## Required work:
Name each clustering algorithm that the vHadoop paper abstract below mentions.

Vhadoop: A Scalable Hadoop Virtual Cluster Platform for MapReduce-Based Parallel Machine Learning with Performance Consideration
Kejiang Ye,Xiaohong Jiang,Yanzhang He,Xiang Li,Haiming Yan,Peng Huang
DOI: https://doi.org/10.1109/clusterw.2012.32
2012-01-01
Abstract:Big data processing is currently becoming increasingly important in modern era due to the continuous growth of the amount of data generated by various fields such as particle physics, human genomics, earth observation, etc. However, the efficiency of processing large-scale data on modern virtual infrastructure, especially on the virtualized cloud computing infrastructure, is not clear. This paper focuses on the performance of hadoop virtual cluster and proposes a scalable hadoop virtual cluster platform vHadoop for the large-scale MapReduce-based parallel data processing. We first describe the design and implementation of vHadoop platform. Then we perform a series of experiments to investigate both the static and dynamic performance of vHadoop platform, such as the performance characterization of cross-domain hadoop virtual cluster and live migraiton of hadoop virtual cluster. After that, we use the vHadoop platform to process 6 typical parallel clustering algorithms, such as Canopy, Dirichlet, Fuzzy k-Means, k-Means, Mean Shift, MinHash, etc, on two typical datasets. Experimental results verify the efficiency of vHadoop platform to process the MapReduce-based parallel machine learning applications.

## Data excerpt:
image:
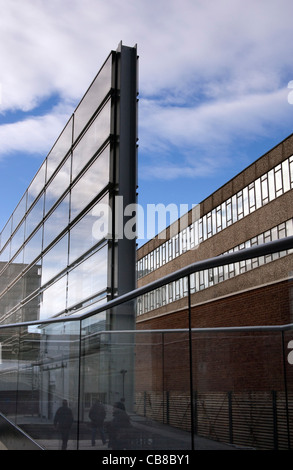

## Result of the exercise:
Canopy, Dirichlet, Fuzzy k-Means, k-Means, Mean Shift, MinHash